### What to do:
Wherever a line of the data contains "mountain", copy that line.

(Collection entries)
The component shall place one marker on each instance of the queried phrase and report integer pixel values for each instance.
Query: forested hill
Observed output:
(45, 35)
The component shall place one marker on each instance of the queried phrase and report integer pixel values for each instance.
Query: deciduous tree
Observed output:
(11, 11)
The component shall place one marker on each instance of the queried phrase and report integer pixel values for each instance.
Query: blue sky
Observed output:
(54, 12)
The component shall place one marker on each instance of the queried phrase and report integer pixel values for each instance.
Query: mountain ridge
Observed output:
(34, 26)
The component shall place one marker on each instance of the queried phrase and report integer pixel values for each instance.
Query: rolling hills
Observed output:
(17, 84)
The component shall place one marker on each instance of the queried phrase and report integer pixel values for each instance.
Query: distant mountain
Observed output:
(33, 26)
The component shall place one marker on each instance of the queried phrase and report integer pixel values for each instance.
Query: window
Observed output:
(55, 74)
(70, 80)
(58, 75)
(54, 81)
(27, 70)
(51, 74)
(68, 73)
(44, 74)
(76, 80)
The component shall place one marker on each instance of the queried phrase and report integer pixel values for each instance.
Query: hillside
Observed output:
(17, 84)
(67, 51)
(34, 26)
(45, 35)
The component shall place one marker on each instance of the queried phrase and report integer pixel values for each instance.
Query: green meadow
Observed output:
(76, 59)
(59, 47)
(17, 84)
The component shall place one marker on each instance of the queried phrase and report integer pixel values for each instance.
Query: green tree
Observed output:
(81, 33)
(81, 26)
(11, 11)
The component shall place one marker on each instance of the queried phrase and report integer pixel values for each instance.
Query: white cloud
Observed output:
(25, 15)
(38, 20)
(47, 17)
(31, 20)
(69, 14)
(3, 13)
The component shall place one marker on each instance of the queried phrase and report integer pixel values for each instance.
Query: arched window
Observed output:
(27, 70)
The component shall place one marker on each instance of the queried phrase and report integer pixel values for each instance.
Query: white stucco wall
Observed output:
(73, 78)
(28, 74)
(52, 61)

### Your solution:
Query: mountain ridge
Query: distant mountain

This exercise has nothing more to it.